BEGIN RECORDS FOR PROCESSING
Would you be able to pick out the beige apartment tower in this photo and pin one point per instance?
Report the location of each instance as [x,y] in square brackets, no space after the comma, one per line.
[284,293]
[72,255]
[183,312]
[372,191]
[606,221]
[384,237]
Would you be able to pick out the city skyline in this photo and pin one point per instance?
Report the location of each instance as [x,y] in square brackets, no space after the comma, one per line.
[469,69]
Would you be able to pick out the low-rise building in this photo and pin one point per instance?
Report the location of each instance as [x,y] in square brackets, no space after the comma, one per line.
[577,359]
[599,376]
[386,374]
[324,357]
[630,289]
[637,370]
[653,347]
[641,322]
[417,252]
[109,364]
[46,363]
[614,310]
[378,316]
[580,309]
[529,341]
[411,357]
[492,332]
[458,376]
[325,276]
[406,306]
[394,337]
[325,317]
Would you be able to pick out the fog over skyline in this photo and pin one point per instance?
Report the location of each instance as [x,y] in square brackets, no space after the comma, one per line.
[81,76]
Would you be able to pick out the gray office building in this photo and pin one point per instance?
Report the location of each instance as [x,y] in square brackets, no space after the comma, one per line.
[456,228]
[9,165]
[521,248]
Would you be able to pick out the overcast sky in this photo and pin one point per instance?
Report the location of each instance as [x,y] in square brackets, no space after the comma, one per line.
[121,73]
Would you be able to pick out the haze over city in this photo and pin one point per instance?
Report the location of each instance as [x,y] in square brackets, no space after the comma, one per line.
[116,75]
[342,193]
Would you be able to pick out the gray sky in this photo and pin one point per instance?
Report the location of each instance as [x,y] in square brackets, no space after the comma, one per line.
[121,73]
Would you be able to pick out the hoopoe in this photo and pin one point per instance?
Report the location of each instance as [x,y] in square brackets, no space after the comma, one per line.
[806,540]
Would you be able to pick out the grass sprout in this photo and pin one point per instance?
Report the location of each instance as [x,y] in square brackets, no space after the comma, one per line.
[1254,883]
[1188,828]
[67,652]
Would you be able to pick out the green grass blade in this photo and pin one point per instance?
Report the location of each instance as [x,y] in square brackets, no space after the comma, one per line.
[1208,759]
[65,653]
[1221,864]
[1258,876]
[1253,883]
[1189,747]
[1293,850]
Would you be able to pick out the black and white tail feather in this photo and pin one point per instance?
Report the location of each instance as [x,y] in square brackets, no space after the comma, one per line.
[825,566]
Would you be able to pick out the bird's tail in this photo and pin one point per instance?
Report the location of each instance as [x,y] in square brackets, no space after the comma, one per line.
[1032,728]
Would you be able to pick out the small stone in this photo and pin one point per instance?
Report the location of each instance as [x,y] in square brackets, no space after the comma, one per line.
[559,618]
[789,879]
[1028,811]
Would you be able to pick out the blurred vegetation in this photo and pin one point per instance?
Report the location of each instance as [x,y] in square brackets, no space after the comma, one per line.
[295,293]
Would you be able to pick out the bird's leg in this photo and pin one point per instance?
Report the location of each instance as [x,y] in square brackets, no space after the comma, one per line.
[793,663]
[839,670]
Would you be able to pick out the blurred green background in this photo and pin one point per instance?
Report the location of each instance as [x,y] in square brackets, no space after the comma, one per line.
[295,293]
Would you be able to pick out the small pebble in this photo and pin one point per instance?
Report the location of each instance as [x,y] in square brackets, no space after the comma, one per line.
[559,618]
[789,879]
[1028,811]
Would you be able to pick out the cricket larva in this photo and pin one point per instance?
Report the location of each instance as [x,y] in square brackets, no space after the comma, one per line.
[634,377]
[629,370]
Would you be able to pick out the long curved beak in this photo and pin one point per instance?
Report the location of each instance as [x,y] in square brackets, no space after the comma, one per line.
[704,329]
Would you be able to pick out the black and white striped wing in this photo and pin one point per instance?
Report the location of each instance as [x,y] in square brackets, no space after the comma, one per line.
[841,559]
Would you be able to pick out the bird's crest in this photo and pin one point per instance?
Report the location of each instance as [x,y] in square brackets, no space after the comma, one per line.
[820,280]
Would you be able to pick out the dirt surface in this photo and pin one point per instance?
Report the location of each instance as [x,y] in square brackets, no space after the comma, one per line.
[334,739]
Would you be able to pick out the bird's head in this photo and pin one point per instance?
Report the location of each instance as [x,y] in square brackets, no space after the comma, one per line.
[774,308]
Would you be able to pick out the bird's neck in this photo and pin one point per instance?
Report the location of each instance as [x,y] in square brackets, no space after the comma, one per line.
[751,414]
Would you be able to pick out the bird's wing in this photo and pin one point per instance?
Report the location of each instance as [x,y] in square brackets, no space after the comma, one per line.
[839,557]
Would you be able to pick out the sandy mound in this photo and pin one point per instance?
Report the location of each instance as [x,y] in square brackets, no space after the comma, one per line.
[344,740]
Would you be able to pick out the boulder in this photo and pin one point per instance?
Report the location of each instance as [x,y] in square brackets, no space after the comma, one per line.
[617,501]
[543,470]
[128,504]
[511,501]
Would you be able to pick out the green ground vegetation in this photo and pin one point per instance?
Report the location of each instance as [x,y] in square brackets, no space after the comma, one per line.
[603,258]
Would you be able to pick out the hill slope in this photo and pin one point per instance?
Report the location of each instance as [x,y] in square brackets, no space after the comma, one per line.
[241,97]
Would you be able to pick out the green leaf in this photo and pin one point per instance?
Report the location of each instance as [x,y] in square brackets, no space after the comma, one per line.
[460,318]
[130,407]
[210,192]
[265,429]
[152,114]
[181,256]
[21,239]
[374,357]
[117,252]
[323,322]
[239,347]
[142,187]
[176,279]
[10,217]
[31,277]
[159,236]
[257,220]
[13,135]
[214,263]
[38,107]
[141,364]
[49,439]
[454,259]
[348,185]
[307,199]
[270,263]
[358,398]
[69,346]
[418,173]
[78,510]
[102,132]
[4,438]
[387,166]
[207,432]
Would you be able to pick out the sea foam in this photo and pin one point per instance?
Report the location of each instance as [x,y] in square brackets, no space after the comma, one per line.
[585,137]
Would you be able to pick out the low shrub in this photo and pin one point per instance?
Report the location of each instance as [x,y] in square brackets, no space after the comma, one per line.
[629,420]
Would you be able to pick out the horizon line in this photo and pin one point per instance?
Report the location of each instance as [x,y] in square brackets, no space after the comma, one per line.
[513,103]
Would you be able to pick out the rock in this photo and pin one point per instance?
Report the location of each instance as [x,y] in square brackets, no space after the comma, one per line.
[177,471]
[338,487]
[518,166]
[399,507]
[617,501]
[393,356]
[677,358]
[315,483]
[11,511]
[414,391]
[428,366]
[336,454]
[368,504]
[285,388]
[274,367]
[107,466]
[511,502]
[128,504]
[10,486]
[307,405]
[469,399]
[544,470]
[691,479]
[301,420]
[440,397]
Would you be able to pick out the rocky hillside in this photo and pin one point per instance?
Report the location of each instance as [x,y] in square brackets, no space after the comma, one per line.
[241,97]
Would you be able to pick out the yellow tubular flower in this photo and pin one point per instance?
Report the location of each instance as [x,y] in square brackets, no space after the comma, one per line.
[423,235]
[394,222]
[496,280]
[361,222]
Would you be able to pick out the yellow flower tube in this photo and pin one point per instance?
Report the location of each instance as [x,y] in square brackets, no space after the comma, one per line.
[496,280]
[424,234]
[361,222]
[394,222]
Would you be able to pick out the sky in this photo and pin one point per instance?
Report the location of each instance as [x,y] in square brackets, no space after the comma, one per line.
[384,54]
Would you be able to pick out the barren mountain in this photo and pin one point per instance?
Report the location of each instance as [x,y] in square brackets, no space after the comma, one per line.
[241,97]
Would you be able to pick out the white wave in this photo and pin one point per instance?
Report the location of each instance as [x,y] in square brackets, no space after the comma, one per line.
END RECORDS FOR PROCESSING
Everything from the line containing "Would you be able to pick out the sky" through the final line of the listing, inclusive, must be reproduced exactly; leave out the rest.

Would you be able to pick out the sky in this photo and pin one point per instance?
Report the location of each instance as [x,y] in square brackets, no space after the comma, one per line.
[384,54]
Would you be able to pick out the barren mountain in this photo and pin one point per instance?
Report the location of each instance as [x,y] in square brackets, no space after the comma, one per line.
[241,97]
Would you be able to pick out the white wave in this photo and pin one point per instance?
Report the location of each instance as [x,y] in square brackets, no space after the comma, one per line.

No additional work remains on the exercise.